### Exercise data
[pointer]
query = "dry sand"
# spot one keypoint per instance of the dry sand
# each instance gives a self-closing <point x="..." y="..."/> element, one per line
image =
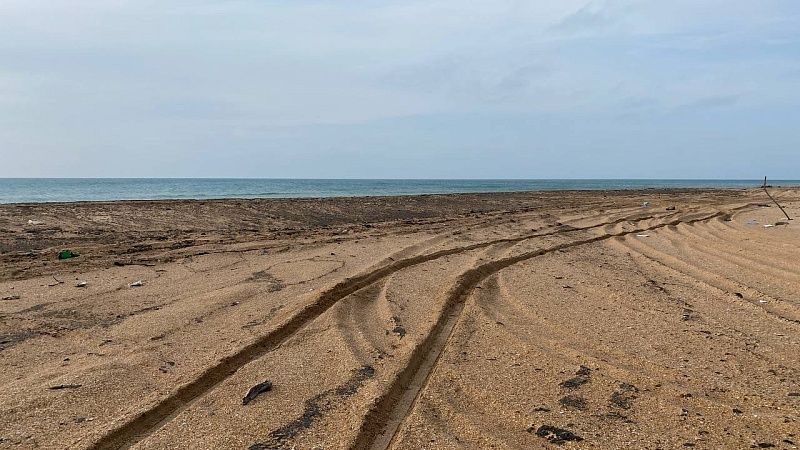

### What you have to do
Lay out every line of the records above as a numbered list, leaving out blank lines and the pictures.

### Result of this task
1. [pointer]
2. query = "dry sand"
3. # spot one keypoint per instance of the dry sand
4. # each instance gives a self-closing <point x="..." y="..."/> element, one per line
5. image =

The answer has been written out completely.